## What is expected
Please copy the entries below word for word.

%%

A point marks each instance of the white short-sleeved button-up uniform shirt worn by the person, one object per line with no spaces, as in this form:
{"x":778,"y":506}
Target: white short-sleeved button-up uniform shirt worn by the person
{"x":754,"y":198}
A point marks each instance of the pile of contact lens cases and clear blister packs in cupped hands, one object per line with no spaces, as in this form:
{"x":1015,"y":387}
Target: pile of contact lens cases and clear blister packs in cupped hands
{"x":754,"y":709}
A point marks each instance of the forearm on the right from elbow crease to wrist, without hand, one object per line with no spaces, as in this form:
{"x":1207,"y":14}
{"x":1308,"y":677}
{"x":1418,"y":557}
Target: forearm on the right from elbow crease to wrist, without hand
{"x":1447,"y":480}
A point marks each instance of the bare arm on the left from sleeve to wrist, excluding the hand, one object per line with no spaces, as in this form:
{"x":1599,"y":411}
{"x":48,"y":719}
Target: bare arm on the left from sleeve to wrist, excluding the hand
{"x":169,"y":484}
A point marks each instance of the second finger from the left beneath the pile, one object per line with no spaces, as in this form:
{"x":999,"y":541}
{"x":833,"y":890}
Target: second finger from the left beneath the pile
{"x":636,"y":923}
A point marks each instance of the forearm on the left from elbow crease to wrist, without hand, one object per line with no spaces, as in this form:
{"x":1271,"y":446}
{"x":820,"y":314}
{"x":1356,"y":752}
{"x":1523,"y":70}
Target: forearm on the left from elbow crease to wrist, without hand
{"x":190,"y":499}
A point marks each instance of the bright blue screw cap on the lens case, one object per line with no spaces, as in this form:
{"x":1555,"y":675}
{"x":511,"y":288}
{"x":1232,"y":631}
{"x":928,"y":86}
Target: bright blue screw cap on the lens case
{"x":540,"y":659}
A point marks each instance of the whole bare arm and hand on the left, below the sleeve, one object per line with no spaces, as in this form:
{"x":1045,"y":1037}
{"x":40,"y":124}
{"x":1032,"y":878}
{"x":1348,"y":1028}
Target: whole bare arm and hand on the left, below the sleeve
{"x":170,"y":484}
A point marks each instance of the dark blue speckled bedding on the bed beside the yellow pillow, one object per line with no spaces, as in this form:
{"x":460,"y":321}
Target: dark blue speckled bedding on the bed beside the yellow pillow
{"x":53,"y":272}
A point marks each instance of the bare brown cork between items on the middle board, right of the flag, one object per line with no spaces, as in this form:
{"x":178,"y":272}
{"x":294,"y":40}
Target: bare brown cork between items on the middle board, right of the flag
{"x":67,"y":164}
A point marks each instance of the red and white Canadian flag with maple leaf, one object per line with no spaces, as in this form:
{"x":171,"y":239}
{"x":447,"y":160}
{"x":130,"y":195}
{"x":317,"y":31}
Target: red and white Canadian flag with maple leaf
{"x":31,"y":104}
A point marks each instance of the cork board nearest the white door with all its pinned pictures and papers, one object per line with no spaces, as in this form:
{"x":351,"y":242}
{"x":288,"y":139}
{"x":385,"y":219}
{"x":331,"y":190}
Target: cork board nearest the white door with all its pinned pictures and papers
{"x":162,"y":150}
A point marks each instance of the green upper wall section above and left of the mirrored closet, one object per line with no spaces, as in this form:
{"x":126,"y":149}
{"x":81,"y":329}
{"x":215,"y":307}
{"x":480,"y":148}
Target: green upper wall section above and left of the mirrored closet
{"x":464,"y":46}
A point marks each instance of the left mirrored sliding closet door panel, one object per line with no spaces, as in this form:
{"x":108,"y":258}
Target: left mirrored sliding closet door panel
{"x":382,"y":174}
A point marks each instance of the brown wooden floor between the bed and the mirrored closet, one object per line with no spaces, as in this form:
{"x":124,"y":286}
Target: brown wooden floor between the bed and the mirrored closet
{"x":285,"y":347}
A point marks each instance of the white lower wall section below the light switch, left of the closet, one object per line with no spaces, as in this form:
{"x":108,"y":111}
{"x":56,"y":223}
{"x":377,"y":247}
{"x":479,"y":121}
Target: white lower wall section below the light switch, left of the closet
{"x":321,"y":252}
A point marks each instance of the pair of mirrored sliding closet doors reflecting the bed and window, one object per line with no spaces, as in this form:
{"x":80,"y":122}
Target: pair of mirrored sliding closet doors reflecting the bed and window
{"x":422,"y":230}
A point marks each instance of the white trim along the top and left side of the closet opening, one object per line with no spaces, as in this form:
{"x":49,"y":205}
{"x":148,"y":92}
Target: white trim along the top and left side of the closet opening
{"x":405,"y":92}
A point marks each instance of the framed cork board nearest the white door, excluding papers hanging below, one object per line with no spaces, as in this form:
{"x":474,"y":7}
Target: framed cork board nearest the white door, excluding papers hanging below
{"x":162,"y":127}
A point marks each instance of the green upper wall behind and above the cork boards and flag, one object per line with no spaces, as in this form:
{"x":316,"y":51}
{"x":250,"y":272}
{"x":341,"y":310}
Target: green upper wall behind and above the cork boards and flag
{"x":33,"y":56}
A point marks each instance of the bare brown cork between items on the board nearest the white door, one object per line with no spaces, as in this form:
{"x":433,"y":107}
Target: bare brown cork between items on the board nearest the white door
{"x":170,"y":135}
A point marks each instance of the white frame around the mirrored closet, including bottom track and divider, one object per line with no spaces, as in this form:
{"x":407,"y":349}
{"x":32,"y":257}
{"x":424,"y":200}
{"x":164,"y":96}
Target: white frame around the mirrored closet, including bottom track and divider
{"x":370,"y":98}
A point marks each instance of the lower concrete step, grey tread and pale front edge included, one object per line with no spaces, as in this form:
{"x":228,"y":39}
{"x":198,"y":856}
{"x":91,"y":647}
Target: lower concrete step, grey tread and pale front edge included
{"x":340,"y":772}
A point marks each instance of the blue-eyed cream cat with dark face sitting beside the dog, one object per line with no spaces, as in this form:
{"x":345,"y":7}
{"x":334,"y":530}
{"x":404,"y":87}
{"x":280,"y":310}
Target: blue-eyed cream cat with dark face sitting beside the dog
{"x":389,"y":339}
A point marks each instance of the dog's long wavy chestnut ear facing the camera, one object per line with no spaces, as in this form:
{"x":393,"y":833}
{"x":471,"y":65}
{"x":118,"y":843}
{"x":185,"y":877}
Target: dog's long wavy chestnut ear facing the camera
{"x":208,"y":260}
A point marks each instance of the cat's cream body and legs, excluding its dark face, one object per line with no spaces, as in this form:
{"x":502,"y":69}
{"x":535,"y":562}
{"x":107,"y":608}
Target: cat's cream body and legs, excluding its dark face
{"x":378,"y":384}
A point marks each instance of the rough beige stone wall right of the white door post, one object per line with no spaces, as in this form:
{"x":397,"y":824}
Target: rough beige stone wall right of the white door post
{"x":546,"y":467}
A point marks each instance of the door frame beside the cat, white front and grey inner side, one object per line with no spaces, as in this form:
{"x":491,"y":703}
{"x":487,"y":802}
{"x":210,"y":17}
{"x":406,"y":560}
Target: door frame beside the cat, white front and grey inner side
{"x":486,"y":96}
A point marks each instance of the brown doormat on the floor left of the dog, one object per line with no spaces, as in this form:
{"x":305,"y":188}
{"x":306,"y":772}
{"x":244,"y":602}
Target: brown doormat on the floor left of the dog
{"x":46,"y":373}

%%

## Answer space
A point marks each instance of the white short-sleeved button-up uniform shirt worn by the person, one object per line with no spaces, as in this form:
{"x":778,"y":506}
Target: white short-sleeved button-up uniform shirt worn by the person
{"x":754,"y":198}
A point marks each instance of the pile of contact lens cases and clear blister packs in cupped hands, one object per line with no spaces, as in this form:
{"x":1015,"y":387}
Target: pile of contact lens cases and clear blister packs in cupped hands
{"x":754,"y":709}
A point marks each instance of the forearm on the right from elbow crease to wrist, without hand, one object per line with no spaces, as in this form:
{"x":1207,"y":14}
{"x":1308,"y":677}
{"x":1418,"y":557}
Target: forearm on the right from elbow crease to wrist, without hand
{"x":1447,"y":480}
A point marks each instance of the bare arm on the left from sleeve to wrist, excluding the hand, one object per line with no spaces, as in this form:
{"x":1599,"y":411}
{"x":48,"y":719}
Target: bare arm on the left from sleeve to wrist, excluding the hand
{"x":169,"y":484}
A point marks each instance of the second finger from the left beneath the pile, one object per line with no spaces, as in this form:
{"x":999,"y":541}
{"x":833,"y":890}
Target: second finger from the left beneath the pile
{"x":636,"y":923}
A point marks each instance of the forearm on the left from elbow crease to wrist, without hand, one object per line with no spaces, as in this form:
{"x":1271,"y":446}
{"x":820,"y":314}
{"x":1356,"y":752}
{"x":1523,"y":70}
Target: forearm on the left from elbow crease to wrist, without hand
{"x":190,"y":499}
A point marks each instance of the bright blue screw cap on the lens case, one object per line with no spaces, as in this form:
{"x":1555,"y":675}
{"x":511,"y":288}
{"x":1232,"y":631}
{"x":928,"y":86}
Target: bright blue screw cap on the lens case
{"x":540,"y":659}
A point marks each instance of the whole bare arm and hand on the left, below the sleeve, one object per line with no spaces, as in this form:
{"x":1045,"y":1037}
{"x":40,"y":124}
{"x":1032,"y":878}
{"x":1348,"y":1028}
Target: whole bare arm and hand on the left, below the sleeve
{"x":170,"y":484}
A point marks each instance of the dark blue speckled bedding on the bed beside the yellow pillow, one object per line with no spaces, as in this form:
{"x":460,"y":321}
Target: dark blue speckled bedding on the bed beside the yellow pillow
{"x":53,"y":272}
A point marks each instance of the bare brown cork between items on the middle board, right of the flag, one object per line with no spaces, as in this form:
{"x":178,"y":272}
{"x":294,"y":40}
Target: bare brown cork between items on the middle board, right of the flag
{"x":67,"y":164}
A point marks each instance of the red and white Canadian flag with maple leaf, one object per line with no spaces, as in this form:
{"x":171,"y":239}
{"x":447,"y":160}
{"x":130,"y":195}
{"x":317,"y":31}
Target: red and white Canadian flag with maple leaf
{"x":31,"y":104}
A point marks each instance of the cork board nearest the white door with all its pinned pictures and papers, one object per line with no spaces, as in this form:
{"x":351,"y":242}
{"x":288,"y":139}
{"x":385,"y":219}
{"x":331,"y":190}
Target: cork board nearest the white door with all its pinned pictures and papers
{"x":162,"y":150}
A point marks each instance of the green upper wall section above and left of the mirrored closet, one object per line with no spaces, as in this form:
{"x":126,"y":149}
{"x":81,"y":329}
{"x":215,"y":307}
{"x":480,"y":148}
Target: green upper wall section above and left of the mirrored closet
{"x":464,"y":46}
A point marks each instance of the left mirrored sliding closet door panel, one object per line with no spaces, as in this form:
{"x":108,"y":258}
Target: left mirrored sliding closet door panel
{"x":382,"y":174}
A point marks each instance of the brown wooden floor between the bed and the mirrored closet, one object per line with no spaces, as in this form:
{"x":124,"y":286}
Target: brown wooden floor between the bed and the mirrored closet
{"x":285,"y":347}
A point marks each instance of the white lower wall section below the light switch, left of the closet, one object per line with no spaces, as in this form:
{"x":108,"y":111}
{"x":56,"y":223}
{"x":377,"y":247}
{"x":479,"y":121}
Target: white lower wall section below the light switch, left of the closet
{"x":321,"y":252}
A point marks each instance of the pair of mirrored sliding closet doors reflecting the bed and window, one object per line with no spaces, as in this form:
{"x":80,"y":122}
Target: pair of mirrored sliding closet doors reflecting the bed and window
{"x":422,"y":230}
A point marks each instance of the white trim along the top and left side of the closet opening, one object per line with no spaces, as in this form:
{"x":49,"y":205}
{"x":148,"y":92}
Target: white trim along the top and left side of the closet opening
{"x":405,"y":92}
A point marks each instance of the framed cork board nearest the white door, excluding papers hanging below, one object per line with no spaces, as in this form:
{"x":474,"y":7}
Target: framed cork board nearest the white door, excluding papers hanging below
{"x":162,"y":127}
A point marks each instance of the green upper wall behind and above the cork boards and flag, one object per line with no spaces, as in this form:
{"x":316,"y":51}
{"x":250,"y":272}
{"x":341,"y":310}
Target: green upper wall behind and above the cork boards and flag
{"x":33,"y":56}
A point marks each instance of the bare brown cork between items on the board nearest the white door, one object per line with no spaces, as in this form:
{"x":433,"y":107}
Target: bare brown cork between items on the board nearest the white door
{"x":170,"y":135}
A point marks each instance of the white frame around the mirrored closet, including bottom track and divider, one object per line with no spaces, as in this form:
{"x":407,"y":349}
{"x":32,"y":257}
{"x":424,"y":200}
{"x":164,"y":96}
Target: white frame around the mirrored closet, including bottom track and divider
{"x":370,"y":98}
A point marks each instance of the lower concrete step, grey tread and pale front edge included, one object per line with no spaces, as in this form:
{"x":228,"y":39}
{"x":198,"y":856}
{"x":91,"y":647}
Target: lower concrete step, grey tread and pale front edge included
{"x":340,"y":772}
A point marks each instance of the blue-eyed cream cat with dark face sitting beside the dog, one object per line with no spaces, as in this form:
{"x":345,"y":7}
{"x":334,"y":530}
{"x":404,"y":87}
{"x":280,"y":310}
Target: blue-eyed cream cat with dark face sitting beside the dog
{"x":389,"y":339}
A point marks each instance of the dog's long wavy chestnut ear facing the camera, one object per line with no spaces, as in this form:
{"x":393,"y":833}
{"x":471,"y":65}
{"x":118,"y":843}
{"x":185,"y":877}
Target: dog's long wavy chestnut ear facing the camera
{"x":208,"y":260}
A point marks each instance of the cat's cream body and legs, excluding its dark face, one object per line with no spaces, as in this form:
{"x":502,"y":69}
{"x":535,"y":562}
{"x":107,"y":608}
Target: cat's cream body and legs, excluding its dark face
{"x":378,"y":384}
A point marks each instance of the rough beige stone wall right of the white door post, one object per line with no spaces, as in this form:
{"x":397,"y":824}
Target: rough beige stone wall right of the white door post
{"x":546,"y":467}
A point marks each instance of the door frame beside the cat, white front and grey inner side, one object per line with no spaces, as in this form:
{"x":491,"y":703}
{"x":487,"y":802}
{"x":210,"y":17}
{"x":406,"y":560}
Target: door frame beside the cat, white front and grey inner side
{"x":486,"y":96}
A point marks each instance of the brown doormat on the floor left of the dog, one object per line with no spaces, as in this form:
{"x":305,"y":188}
{"x":306,"y":772}
{"x":244,"y":602}
Target: brown doormat on the floor left of the dog
{"x":46,"y":373}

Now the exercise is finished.